About this task: Please restate every record below word for word.

*** Begin section ***

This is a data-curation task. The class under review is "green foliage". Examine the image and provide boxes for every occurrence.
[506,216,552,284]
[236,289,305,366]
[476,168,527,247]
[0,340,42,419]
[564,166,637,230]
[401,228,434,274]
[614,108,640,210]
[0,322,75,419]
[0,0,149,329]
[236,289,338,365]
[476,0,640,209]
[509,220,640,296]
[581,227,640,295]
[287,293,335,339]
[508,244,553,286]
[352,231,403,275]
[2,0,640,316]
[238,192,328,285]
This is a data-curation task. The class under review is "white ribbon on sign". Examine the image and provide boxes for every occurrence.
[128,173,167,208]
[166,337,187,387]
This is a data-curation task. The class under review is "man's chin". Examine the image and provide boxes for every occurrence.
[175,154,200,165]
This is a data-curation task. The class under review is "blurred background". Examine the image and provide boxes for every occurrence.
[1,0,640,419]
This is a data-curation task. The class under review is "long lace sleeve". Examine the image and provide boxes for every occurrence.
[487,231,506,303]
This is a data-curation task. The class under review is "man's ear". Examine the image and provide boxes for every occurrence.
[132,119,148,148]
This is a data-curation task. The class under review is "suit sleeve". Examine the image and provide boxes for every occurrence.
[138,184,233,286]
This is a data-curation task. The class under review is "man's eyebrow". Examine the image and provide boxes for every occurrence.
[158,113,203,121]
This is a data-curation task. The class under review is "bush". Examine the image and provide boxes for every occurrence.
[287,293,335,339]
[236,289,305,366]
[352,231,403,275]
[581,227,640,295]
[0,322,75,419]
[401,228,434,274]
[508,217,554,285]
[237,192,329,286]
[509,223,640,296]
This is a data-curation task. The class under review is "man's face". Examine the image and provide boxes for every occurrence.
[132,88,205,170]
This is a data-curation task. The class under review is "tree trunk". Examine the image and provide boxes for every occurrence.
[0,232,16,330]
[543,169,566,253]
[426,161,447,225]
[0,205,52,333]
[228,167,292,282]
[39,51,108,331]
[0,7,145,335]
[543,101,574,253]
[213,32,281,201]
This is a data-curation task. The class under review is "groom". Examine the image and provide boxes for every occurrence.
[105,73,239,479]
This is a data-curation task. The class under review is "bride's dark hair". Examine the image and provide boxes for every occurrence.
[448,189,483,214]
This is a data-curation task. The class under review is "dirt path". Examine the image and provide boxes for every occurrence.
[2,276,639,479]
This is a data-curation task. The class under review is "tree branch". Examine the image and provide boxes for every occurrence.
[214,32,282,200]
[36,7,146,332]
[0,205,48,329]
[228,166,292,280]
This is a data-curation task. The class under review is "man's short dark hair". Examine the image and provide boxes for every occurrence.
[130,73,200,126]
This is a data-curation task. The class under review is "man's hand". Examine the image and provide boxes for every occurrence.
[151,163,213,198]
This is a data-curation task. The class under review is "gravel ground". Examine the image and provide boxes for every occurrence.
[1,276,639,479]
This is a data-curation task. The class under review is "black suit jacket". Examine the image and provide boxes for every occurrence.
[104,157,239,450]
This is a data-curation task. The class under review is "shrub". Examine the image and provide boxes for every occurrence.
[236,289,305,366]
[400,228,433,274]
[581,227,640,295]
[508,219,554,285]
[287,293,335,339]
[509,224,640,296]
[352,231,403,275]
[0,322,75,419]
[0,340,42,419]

*** End section ***

Answer to this problem:
This is a data-curation task. The class under review is "green foliage". Examine the image and provide boxes for every occurrence.
[506,216,552,284]
[236,289,305,366]
[476,168,527,247]
[0,340,42,419]
[564,166,637,230]
[401,228,434,274]
[614,108,640,210]
[0,322,75,419]
[0,0,149,329]
[236,289,338,365]
[476,0,640,209]
[509,220,640,296]
[581,227,640,295]
[287,293,335,339]
[508,244,553,286]
[352,231,403,275]
[2,0,640,316]
[238,192,328,285]
This is a data-curation task. The class under review is "white ribbon on sign". Examine the image and provide boxes for every occurrence.
[128,173,167,208]
[166,337,187,387]
This is a data-curation task. The class under review is "man's chin". Examine the image and provide boxes for every occurrence.
[175,154,200,165]
This is a data-curation task. The class under review is "blurred background". Examine the image and provide boxes for every occurrence.
[1,0,640,419]
This is a data-curation task. The class under review is "long lace sleeve". Examine the image and provide boxes for every occurrence.
[487,231,506,303]
This is a data-curation task. The class under review is "man's ear". Examine the image and provide boxes for every occurrence.
[132,119,148,148]
This is a data-curation task. The class under review is "suit sleeve". Examine the image and provide boxes for every occurrence.
[138,184,233,286]
This is a data-curation task. The class under review is "man's eyebrow". Examine the image and provide boxes for every occurrence.
[158,113,203,121]
This is a data-curation task. The class under review is "bush". Examine the image and provide boxes for every occurrence.
[287,293,335,339]
[236,289,305,366]
[352,231,403,275]
[581,227,640,295]
[0,322,75,419]
[401,228,434,274]
[508,217,554,285]
[237,192,329,286]
[509,223,640,296]
This is a data-curation task. The class under review is "man's face". Examine the image and provide boxes for every occurrence.
[132,88,205,170]
This is a data-curation task. The class under review is "tree trunk". Examine the image and provide boxes for every occurrence.
[0,232,16,330]
[543,169,566,253]
[426,161,447,225]
[0,205,52,333]
[228,167,292,282]
[39,51,108,331]
[0,7,145,335]
[543,101,574,253]
[213,32,281,201]
This is a data-curation task. The class under review is "groom". Examine the image and provide boxes for every occurrence.
[105,73,239,479]
This is a data-curation task. The class under review is "bride's dark hair". Examine the image and provide boxes for every occurrence.
[448,189,483,214]
This is a data-curation task. The class under review is "dirt path". Examine the image and provide boxes for every occurrence.
[2,276,639,479]
This is a data-curation task. The class under review is "tree branch". Examine the image and provide boxes for every occurrence.
[214,32,282,200]
[36,7,146,332]
[0,205,48,329]
[228,166,292,280]
This is a data-curation task. The class under review is "man's short dark hair". Examine the image and provide boxes for every occurrence.
[130,73,200,126]
This is a data-curation task. The class under review is "man's hand". Examine the image and provide boxes for every occurrence.
[151,163,213,198]
This is a data-curation task. The class under review is "gravel ground". Examine the image and provide boxes for every occurrence.
[1,276,639,479]
This is a data-curation task. The class under review is "black suit jacket". Examine the image and provide boxes for every occurrence.
[104,157,239,450]
This is a data-curation task. The class under review is "shrub". Examine the image and provide boxes for every occurrence.
[236,289,305,366]
[400,228,433,274]
[581,227,640,295]
[508,219,554,285]
[287,293,335,339]
[509,224,640,296]
[352,231,403,275]
[0,322,75,419]
[0,340,42,419]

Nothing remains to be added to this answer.